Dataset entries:
• • • • • • •

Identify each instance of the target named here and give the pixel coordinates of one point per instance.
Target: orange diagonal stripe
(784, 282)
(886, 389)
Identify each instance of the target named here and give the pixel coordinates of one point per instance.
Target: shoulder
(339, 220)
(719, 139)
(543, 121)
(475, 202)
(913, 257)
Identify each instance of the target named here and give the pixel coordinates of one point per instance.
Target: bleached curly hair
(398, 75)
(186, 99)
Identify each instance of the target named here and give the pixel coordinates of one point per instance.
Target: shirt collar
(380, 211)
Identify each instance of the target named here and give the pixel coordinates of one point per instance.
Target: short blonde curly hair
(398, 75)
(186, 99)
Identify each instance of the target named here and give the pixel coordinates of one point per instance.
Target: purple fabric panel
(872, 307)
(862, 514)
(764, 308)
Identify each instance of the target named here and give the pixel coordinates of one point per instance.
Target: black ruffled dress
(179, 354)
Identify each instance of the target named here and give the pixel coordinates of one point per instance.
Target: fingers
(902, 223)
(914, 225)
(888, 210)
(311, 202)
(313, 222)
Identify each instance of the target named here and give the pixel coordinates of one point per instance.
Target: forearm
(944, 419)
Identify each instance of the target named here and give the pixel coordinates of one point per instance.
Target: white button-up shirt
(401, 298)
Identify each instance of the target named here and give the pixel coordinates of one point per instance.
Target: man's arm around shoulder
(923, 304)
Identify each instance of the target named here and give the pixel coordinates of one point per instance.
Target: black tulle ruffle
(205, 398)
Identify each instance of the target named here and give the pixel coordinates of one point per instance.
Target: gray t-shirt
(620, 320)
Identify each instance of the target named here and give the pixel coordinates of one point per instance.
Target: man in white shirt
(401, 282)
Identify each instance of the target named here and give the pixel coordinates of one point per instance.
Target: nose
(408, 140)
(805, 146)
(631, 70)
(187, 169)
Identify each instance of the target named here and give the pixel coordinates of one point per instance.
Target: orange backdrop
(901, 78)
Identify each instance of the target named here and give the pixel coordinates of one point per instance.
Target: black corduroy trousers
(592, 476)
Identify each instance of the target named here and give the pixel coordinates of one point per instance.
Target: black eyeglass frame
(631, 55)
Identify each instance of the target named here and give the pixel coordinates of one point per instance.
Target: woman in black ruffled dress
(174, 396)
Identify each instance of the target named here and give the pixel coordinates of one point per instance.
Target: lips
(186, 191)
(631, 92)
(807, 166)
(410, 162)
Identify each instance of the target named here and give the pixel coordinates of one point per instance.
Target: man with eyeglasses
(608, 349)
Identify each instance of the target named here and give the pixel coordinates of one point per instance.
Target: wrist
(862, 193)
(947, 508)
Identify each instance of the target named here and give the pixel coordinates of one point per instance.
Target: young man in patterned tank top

• • • • • • •

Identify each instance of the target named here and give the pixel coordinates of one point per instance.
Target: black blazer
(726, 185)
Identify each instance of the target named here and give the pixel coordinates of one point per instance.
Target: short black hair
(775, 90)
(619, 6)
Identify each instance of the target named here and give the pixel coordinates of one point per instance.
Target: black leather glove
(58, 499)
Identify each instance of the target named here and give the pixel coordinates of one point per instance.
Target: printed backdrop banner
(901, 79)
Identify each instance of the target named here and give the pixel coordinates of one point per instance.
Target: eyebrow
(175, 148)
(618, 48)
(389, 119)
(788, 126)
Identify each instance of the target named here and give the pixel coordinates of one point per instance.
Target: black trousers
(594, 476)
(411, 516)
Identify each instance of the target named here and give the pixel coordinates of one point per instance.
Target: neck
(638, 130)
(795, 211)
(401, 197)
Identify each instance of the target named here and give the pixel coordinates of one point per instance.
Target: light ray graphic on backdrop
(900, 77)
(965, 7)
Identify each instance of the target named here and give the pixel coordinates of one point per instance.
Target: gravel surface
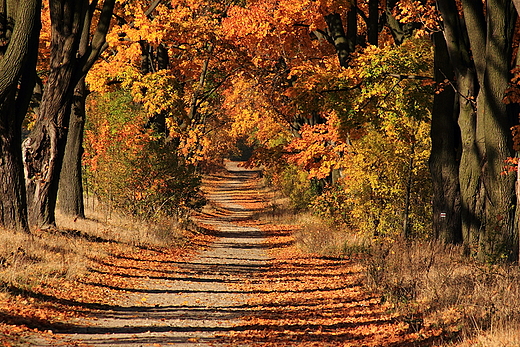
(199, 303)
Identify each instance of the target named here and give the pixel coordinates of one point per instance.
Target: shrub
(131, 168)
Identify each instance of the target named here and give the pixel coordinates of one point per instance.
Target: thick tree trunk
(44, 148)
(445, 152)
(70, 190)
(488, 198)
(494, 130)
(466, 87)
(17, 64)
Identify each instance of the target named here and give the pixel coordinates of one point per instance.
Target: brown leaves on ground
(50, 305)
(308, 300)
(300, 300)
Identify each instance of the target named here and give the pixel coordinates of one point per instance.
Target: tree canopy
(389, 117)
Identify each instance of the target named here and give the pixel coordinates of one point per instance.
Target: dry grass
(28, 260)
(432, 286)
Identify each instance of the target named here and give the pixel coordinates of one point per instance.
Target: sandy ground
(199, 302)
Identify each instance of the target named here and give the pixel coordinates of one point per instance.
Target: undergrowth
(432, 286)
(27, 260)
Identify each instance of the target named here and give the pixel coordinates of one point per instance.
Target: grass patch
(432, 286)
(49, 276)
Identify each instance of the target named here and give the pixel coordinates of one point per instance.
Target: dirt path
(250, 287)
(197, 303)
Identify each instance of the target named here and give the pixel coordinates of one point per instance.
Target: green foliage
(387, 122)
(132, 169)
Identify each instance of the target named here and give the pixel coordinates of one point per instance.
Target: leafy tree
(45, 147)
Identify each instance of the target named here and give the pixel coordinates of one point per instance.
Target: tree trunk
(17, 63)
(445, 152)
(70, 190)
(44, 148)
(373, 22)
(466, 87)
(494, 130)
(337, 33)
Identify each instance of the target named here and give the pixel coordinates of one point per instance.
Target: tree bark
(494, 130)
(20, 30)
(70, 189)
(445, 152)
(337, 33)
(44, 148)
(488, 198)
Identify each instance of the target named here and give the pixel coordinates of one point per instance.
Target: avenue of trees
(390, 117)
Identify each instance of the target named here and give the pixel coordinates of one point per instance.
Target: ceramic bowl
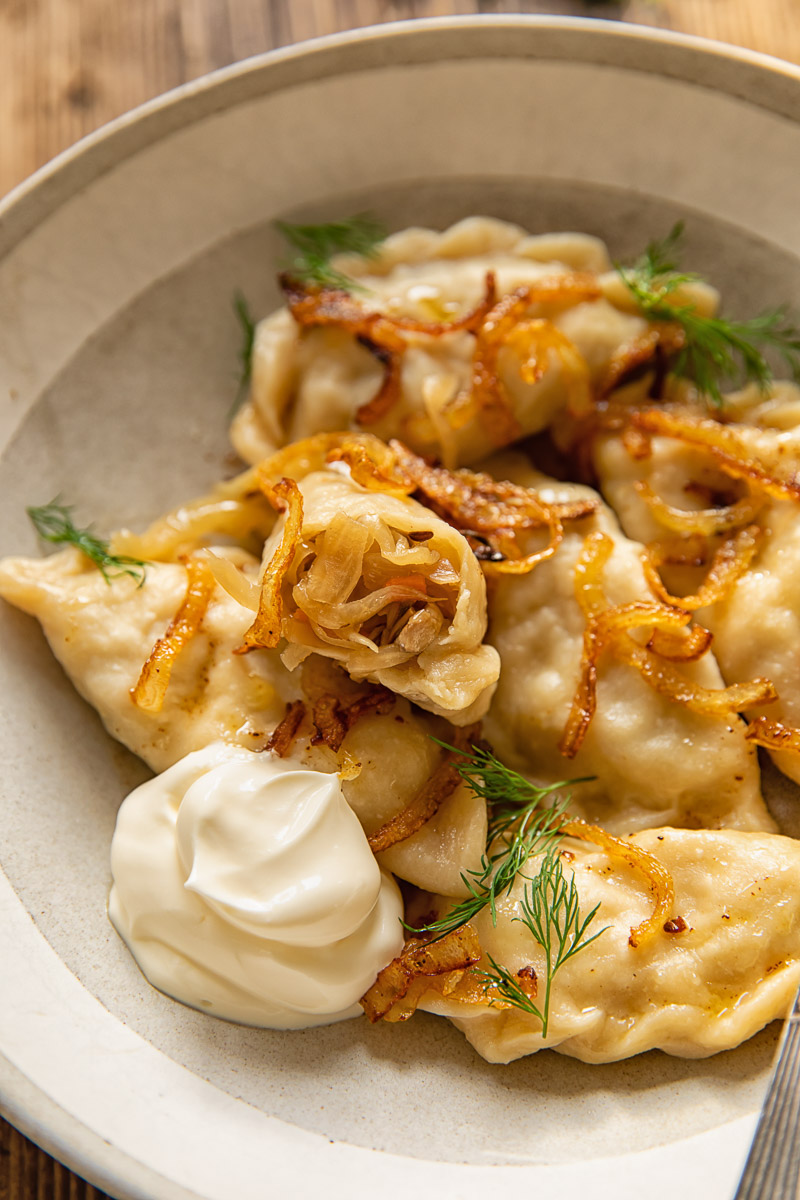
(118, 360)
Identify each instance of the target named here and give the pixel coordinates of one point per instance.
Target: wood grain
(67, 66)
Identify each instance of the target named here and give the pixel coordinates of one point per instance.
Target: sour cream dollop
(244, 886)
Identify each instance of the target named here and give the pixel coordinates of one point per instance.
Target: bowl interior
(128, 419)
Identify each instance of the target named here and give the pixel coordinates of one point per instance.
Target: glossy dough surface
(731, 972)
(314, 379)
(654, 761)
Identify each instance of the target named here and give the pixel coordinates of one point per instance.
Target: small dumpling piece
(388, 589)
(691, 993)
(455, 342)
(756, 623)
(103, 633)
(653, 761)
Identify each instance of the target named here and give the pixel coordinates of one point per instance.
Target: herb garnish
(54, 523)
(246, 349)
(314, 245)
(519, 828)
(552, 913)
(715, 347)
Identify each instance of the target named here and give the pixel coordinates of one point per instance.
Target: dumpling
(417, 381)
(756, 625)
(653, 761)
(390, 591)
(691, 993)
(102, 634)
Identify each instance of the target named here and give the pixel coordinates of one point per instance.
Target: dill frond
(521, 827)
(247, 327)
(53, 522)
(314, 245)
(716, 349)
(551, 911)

• • • • • • •

WHAT IS REQUIRED:
The required answer is the exact run of lines above starting at the line with "Target: black eyeglass frame" and ending at the line with "Target: young man in patterned tank top", with both ends present.

ANSWER SPACE:
Target: black eyeglass frame
(631, 55)
Identify each instance of the target named here and give the pixel coordinates of one point per instance.
Target: woman in black ruffled dress
(174, 396)
Identify each instance of the target named here and give the pixel coordinates of one point per instance.
Target: lips
(186, 191)
(631, 92)
(807, 166)
(410, 162)
Identify each instance of the target named here and give the pixel coordinates of one point per instance.
Target: man with eyeglasses
(608, 349)
Identify each instance of the target named here and give the pixel coordinates of one point per instance.
Target: wrist
(862, 193)
(947, 508)
Identify each instance of the target named here and give the pixel coordinates of one point per instance.
Target: young man in patterned tank top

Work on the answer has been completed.